[Given entries — start]
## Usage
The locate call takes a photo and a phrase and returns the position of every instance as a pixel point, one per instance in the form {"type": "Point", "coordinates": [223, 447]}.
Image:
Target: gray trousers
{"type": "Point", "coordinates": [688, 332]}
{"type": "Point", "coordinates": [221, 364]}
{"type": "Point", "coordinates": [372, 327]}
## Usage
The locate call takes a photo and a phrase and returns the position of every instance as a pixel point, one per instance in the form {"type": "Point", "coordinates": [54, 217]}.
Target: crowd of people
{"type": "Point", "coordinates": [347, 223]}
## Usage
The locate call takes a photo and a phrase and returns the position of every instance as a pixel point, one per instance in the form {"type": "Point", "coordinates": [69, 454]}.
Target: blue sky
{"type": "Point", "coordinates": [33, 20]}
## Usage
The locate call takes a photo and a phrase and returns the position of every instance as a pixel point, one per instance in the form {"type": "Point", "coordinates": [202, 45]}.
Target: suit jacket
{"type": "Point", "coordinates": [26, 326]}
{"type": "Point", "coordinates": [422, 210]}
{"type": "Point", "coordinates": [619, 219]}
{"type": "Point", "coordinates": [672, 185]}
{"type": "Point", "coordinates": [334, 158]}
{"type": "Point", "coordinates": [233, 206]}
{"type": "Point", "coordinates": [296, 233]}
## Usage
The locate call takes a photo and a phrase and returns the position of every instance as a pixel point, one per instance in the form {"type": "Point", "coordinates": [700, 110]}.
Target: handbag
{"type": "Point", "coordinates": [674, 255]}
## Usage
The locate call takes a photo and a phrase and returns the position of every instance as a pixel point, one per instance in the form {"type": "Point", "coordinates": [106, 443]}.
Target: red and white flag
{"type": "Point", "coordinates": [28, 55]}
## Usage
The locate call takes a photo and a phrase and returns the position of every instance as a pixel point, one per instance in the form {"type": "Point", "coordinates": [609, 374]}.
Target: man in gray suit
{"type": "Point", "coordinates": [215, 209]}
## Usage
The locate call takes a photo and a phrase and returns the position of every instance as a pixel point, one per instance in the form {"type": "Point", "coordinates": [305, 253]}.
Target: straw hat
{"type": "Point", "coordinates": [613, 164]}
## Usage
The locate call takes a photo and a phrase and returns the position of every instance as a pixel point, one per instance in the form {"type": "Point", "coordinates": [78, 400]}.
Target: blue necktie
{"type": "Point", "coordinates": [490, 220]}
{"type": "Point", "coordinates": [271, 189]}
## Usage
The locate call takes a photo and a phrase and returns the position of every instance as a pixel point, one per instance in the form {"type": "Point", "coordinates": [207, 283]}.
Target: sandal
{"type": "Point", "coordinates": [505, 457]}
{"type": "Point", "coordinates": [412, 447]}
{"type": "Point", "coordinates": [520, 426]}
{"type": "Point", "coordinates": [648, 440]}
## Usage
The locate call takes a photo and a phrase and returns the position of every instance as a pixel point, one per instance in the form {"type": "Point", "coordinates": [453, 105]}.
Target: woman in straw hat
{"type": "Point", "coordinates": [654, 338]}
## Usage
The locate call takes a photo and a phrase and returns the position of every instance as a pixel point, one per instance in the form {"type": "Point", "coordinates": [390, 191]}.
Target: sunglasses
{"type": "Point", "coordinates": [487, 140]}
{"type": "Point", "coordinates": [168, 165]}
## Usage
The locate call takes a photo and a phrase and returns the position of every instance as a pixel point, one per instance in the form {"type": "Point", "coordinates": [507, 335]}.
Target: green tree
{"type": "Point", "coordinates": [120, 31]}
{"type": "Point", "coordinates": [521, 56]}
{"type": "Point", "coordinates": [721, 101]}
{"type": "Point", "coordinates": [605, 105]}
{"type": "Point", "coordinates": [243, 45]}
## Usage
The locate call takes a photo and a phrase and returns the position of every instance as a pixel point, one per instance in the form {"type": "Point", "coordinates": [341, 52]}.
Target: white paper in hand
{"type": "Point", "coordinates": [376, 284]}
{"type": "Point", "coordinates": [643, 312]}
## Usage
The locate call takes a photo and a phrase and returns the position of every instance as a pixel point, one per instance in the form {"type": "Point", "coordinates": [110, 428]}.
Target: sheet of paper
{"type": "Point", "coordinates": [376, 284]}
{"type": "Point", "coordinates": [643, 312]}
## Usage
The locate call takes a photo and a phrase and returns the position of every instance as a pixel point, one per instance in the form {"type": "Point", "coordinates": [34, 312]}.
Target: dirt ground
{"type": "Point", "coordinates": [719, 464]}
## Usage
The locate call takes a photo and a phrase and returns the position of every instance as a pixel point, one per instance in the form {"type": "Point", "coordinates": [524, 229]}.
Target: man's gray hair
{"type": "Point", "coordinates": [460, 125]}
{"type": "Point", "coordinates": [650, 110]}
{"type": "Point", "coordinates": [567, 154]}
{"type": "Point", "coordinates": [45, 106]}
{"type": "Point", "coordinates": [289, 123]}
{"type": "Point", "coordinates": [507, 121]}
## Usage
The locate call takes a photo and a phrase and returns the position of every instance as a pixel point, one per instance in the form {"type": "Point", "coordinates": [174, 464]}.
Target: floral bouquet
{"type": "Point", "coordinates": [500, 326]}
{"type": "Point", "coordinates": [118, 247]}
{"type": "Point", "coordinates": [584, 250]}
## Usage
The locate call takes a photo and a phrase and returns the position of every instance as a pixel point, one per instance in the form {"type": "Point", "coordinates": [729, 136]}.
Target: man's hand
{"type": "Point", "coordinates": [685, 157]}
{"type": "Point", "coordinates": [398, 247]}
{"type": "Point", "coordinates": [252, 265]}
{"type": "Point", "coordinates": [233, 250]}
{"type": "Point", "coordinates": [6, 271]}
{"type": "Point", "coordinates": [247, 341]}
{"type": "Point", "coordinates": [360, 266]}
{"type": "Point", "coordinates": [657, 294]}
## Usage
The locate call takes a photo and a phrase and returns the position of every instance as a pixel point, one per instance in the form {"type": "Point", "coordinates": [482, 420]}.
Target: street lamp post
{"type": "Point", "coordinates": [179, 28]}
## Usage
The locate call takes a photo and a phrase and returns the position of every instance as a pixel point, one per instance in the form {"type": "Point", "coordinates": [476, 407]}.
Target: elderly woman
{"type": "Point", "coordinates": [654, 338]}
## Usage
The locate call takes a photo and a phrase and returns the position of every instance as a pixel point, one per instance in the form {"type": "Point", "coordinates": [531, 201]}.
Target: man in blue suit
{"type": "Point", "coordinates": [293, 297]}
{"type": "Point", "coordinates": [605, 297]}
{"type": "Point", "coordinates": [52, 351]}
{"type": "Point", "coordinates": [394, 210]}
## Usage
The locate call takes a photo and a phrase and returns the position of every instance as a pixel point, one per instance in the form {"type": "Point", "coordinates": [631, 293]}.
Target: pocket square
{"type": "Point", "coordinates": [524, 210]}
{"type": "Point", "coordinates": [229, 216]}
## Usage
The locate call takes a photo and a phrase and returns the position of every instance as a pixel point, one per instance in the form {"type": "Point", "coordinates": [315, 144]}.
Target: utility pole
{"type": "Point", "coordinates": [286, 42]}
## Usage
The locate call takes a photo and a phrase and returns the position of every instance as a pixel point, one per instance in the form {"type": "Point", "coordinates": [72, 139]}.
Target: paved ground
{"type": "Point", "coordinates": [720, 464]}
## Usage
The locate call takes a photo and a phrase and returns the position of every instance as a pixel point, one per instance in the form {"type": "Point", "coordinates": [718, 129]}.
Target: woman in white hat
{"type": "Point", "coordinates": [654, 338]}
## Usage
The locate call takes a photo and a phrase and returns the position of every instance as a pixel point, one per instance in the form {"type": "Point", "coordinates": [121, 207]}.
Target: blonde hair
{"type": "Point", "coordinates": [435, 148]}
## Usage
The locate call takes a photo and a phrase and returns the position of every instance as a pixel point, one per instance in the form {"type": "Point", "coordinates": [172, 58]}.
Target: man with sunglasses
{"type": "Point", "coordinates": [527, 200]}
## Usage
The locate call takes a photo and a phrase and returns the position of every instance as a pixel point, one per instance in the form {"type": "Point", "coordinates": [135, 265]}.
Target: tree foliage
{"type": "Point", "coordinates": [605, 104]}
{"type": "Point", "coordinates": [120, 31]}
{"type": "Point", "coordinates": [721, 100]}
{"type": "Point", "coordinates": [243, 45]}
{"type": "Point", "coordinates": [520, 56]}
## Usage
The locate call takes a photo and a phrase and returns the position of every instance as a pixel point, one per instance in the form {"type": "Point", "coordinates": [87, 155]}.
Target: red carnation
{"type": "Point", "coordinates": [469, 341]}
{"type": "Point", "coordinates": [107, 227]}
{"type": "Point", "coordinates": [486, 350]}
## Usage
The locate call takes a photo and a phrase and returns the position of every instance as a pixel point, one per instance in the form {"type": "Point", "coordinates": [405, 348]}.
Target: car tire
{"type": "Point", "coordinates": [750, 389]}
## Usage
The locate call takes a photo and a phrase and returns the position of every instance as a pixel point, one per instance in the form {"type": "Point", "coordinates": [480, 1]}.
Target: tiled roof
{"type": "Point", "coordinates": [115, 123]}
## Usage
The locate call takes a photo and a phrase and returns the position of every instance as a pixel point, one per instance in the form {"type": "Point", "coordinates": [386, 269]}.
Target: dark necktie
[Given entries — finish]
▸ Activity: Give back exactly the lines from the line holding "Target: tiled roof" through the last line of the listing, including both.

▸ Exercise output:
Target: tiled roof
{"type": "Point", "coordinates": [115, 123]}
## Usage
The locate call takes a photo and a phrase and returns the position of every instance as a pixel point, one per instance in the form {"type": "Point", "coordinates": [386, 269]}.
Target: dark necktie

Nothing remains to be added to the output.